What you will do:
Rewrite the entries as a numbered list with no blank lines, beginning at the first line of the entries and ending after the line that contains "[[388, 146]]", including both of those lines.

Records for this exercise:
- - - - - - -

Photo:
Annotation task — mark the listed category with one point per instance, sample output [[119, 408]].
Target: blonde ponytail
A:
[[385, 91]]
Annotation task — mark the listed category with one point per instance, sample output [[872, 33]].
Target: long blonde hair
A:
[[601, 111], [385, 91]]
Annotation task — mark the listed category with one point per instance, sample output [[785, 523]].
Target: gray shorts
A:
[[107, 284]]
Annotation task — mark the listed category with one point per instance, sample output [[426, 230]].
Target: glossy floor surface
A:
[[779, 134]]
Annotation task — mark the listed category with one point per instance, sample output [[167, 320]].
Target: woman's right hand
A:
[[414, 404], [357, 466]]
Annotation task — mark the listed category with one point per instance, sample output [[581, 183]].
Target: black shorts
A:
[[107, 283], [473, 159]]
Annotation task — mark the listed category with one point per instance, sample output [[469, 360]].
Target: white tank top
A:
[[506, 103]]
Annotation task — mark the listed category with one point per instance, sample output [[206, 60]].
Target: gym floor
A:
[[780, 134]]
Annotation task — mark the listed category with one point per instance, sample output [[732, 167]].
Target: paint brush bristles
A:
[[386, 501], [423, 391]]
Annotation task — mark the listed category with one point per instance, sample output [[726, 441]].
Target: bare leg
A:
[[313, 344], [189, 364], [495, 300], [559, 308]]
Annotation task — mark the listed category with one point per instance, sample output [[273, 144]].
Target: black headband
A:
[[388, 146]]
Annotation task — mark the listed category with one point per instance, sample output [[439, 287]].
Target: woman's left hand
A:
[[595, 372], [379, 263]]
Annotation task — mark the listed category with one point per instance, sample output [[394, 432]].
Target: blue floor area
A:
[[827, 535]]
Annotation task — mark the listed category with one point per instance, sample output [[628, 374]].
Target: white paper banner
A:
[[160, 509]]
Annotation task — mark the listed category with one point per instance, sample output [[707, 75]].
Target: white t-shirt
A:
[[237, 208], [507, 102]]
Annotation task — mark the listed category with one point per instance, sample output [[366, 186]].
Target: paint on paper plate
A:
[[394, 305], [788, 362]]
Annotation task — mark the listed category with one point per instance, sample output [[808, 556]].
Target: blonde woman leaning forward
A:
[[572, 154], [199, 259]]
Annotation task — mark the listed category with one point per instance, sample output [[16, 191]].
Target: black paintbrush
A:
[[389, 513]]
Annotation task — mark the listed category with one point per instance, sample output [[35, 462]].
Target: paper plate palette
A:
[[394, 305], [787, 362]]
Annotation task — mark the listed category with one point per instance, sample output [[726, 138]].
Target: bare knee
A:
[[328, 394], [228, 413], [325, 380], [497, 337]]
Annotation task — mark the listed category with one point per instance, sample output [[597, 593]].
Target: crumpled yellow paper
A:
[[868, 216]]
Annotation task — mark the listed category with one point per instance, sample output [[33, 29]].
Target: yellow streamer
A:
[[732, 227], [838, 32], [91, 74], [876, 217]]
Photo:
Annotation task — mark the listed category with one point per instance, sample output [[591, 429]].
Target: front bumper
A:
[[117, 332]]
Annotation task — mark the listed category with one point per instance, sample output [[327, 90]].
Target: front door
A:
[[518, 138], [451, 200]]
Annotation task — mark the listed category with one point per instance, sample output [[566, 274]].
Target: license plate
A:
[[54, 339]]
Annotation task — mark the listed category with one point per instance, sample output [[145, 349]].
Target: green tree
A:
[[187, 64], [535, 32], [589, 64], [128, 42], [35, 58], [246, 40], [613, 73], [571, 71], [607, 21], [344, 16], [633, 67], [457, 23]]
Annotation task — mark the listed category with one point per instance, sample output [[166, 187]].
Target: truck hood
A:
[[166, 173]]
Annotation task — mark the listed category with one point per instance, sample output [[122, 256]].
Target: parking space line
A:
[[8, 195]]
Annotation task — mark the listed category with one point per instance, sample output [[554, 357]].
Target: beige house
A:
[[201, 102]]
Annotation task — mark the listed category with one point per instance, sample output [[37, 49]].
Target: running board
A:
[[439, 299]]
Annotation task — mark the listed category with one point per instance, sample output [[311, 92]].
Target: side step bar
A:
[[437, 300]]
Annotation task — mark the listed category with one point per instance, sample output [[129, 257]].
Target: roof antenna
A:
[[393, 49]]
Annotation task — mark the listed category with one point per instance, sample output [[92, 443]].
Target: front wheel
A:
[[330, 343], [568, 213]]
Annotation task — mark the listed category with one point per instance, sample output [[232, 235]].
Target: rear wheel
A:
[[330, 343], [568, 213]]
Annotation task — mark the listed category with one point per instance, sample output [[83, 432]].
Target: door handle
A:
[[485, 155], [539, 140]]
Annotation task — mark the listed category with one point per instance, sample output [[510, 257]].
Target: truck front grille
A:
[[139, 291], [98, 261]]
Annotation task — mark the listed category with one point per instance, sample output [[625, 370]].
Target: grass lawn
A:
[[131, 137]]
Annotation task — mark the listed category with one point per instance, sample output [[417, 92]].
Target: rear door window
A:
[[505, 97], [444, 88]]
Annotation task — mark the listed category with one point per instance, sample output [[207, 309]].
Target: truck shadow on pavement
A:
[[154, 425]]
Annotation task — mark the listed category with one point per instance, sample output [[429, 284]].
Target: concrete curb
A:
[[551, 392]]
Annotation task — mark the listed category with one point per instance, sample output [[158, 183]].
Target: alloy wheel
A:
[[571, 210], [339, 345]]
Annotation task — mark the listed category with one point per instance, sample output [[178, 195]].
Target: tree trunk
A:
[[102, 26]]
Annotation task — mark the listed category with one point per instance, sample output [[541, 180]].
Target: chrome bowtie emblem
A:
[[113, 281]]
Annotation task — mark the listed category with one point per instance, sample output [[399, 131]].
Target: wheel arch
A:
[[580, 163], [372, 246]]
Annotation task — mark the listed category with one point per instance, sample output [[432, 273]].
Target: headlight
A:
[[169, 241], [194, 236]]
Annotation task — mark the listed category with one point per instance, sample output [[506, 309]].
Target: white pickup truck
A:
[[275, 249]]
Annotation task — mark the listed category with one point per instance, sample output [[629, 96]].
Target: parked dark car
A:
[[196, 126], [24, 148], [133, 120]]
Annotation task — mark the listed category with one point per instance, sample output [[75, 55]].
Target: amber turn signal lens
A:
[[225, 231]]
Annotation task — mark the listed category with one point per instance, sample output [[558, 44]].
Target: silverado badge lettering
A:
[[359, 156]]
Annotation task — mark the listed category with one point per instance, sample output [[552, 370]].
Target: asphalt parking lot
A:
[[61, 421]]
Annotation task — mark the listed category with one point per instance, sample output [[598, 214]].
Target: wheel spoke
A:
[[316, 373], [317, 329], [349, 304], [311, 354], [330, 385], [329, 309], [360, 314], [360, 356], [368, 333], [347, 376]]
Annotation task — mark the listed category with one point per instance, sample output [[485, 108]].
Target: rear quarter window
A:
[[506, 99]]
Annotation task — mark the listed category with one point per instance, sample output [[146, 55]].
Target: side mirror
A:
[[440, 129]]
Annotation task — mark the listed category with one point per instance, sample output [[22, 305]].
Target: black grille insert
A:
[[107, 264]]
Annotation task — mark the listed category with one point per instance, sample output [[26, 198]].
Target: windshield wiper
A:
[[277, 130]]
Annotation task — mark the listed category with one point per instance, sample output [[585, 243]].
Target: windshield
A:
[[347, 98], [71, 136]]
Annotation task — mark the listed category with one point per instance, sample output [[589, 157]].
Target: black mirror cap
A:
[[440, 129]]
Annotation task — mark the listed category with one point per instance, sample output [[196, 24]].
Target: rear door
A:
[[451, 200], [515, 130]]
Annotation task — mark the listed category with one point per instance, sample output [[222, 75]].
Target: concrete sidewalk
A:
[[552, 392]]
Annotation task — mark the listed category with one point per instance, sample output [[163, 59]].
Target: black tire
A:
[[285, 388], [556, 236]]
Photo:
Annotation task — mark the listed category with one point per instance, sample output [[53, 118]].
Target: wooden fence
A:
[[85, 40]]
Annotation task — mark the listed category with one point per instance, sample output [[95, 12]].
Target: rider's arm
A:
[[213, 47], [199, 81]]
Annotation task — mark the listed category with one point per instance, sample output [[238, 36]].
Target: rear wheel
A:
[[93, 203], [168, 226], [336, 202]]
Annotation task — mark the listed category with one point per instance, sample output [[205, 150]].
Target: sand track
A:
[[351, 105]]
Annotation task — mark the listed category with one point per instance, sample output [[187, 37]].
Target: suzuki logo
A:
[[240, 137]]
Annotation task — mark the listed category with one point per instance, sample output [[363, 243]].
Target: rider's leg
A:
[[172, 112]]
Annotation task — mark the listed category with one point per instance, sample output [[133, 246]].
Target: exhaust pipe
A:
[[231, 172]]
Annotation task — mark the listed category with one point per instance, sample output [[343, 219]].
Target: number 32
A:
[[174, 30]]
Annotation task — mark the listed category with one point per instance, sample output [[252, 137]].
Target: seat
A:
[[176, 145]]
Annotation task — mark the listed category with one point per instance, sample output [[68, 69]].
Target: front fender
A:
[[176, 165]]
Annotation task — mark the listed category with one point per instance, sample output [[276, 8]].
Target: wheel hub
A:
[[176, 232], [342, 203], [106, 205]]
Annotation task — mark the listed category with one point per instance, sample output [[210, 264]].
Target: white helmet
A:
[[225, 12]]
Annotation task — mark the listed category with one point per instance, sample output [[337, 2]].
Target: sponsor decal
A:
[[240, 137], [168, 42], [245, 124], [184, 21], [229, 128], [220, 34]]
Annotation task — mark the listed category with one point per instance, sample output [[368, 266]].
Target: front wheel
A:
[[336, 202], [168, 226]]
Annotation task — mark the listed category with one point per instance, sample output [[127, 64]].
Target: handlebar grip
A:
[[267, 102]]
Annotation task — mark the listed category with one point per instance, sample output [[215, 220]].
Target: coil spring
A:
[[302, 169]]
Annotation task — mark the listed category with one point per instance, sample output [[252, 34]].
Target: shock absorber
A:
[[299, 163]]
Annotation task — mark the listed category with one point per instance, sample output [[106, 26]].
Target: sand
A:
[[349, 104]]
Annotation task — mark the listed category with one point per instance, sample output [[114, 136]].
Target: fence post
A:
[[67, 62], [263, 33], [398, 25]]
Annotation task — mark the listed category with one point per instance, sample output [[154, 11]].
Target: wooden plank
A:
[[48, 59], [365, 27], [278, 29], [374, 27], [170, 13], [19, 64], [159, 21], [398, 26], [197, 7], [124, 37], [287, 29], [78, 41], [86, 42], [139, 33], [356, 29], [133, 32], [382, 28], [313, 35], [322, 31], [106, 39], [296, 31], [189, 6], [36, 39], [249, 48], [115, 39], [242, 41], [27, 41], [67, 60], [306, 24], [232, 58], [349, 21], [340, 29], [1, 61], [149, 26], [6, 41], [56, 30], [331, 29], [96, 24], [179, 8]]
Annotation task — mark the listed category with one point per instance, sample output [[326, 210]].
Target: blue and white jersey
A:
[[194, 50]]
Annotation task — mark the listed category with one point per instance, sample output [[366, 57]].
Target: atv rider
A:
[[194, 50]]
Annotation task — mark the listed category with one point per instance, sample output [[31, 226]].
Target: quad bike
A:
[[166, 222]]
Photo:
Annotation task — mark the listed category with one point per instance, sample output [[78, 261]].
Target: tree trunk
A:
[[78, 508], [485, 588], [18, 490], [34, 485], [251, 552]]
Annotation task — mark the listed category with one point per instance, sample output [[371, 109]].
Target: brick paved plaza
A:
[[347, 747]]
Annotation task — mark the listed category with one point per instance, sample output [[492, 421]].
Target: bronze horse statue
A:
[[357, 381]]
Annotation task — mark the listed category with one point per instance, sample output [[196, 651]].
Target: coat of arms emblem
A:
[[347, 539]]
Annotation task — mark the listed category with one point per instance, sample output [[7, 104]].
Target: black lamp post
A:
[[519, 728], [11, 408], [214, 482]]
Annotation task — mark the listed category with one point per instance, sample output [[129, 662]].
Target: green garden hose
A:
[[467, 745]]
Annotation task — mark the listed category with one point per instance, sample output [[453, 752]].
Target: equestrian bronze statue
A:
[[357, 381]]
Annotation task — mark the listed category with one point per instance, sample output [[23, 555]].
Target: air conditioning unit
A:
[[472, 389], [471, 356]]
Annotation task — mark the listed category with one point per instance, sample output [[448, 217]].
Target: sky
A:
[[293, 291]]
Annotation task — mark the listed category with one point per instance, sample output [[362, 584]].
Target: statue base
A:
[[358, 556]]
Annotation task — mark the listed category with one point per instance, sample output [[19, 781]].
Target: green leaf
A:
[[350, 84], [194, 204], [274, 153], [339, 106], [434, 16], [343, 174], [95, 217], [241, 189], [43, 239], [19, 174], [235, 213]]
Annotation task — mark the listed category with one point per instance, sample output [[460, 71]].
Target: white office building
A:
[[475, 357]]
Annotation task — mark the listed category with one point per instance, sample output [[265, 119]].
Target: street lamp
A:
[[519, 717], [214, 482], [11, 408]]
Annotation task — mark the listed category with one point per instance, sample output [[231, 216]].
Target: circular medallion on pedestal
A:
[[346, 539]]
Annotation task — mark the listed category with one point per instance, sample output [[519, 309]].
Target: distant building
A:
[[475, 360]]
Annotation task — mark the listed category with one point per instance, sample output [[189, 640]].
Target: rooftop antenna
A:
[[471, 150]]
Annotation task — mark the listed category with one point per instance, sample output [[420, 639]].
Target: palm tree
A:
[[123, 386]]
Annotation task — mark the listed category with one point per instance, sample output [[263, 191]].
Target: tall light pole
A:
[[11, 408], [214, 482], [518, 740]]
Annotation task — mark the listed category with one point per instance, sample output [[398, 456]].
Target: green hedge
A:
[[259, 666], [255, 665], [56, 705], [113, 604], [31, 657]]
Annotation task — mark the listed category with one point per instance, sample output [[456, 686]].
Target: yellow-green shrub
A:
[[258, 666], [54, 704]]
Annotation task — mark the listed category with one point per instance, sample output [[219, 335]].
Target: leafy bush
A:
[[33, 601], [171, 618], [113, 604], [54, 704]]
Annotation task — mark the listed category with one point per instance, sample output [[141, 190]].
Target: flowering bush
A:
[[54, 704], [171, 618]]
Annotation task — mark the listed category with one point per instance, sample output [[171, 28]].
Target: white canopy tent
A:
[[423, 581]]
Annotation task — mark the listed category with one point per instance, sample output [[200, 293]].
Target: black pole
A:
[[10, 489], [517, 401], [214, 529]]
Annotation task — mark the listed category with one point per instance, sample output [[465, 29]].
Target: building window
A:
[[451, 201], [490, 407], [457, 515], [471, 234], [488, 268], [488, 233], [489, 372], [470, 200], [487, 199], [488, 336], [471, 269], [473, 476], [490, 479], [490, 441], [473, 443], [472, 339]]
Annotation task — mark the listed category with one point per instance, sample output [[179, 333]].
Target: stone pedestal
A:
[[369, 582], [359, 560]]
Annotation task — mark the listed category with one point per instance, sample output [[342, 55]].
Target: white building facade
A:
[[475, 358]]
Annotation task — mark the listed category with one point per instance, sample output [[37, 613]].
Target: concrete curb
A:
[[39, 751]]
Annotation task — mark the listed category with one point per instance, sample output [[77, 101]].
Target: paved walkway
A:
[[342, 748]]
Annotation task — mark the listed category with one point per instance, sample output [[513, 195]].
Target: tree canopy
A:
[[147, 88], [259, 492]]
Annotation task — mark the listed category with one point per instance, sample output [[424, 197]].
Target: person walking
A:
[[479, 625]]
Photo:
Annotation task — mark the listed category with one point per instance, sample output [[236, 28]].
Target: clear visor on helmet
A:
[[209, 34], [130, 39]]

- - - - - - -

Expected answer:
1. Photo:
2. Annotation task — mark the listed category with one point per instance, sample output [[119, 408]].
3. Target: blonde ponytail
4. A:
5. [[385, 91]]
6. Annotation task — mark the listed category with one point per instance, sample output [[872, 33]].
7. Target: long blonde hair
8. A:
9. [[601, 111], [385, 91]]
10. Annotation task — mark the listed category with one point per instance, sample output [[785, 523]].
11. Target: gray shorts
12. A:
13. [[107, 284]]
14. Annotation task — mark the listed category with one point per instance, sample output [[426, 230]].
15. Target: glossy floor surface
16. A:
17. [[779, 134]]
18. Annotation task — mark the listed category with one point per instance, sample output [[167, 320]].
19. Target: woman's right hand
20. A:
21. [[414, 404], [357, 466]]
22. Annotation task — mark the listed category with one point per instance, sample output [[581, 183]].
23. Target: black shorts
24. A:
25. [[107, 283], [473, 159]]
26. Annotation task — mark the listed category with one point per instance, sample output [[469, 360]].
27. Target: white tank top
28. A:
29. [[506, 103]]
30. Annotation task — mark the listed category with one point per instance, sample output [[206, 60]].
31. Target: gym floor
32. A:
33. [[780, 134]]
34. Annotation task — mark the listed category with one point per instance, sample output [[732, 167]].
35. Target: paint brush bristles
36. A:
37. [[386, 501], [423, 391]]
38. Annotation task — mark the listed category with one point per instance, sample output [[726, 441]].
39. Target: bare leg
40. A:
41. [[313, 344], [189, 364], [495, 300], [559, 308]]
42. Annotation task — mark the listed category with one point per instance, sample output [[273, 144]].
43. Target: black headband
44. A:
45. [[388, 146]]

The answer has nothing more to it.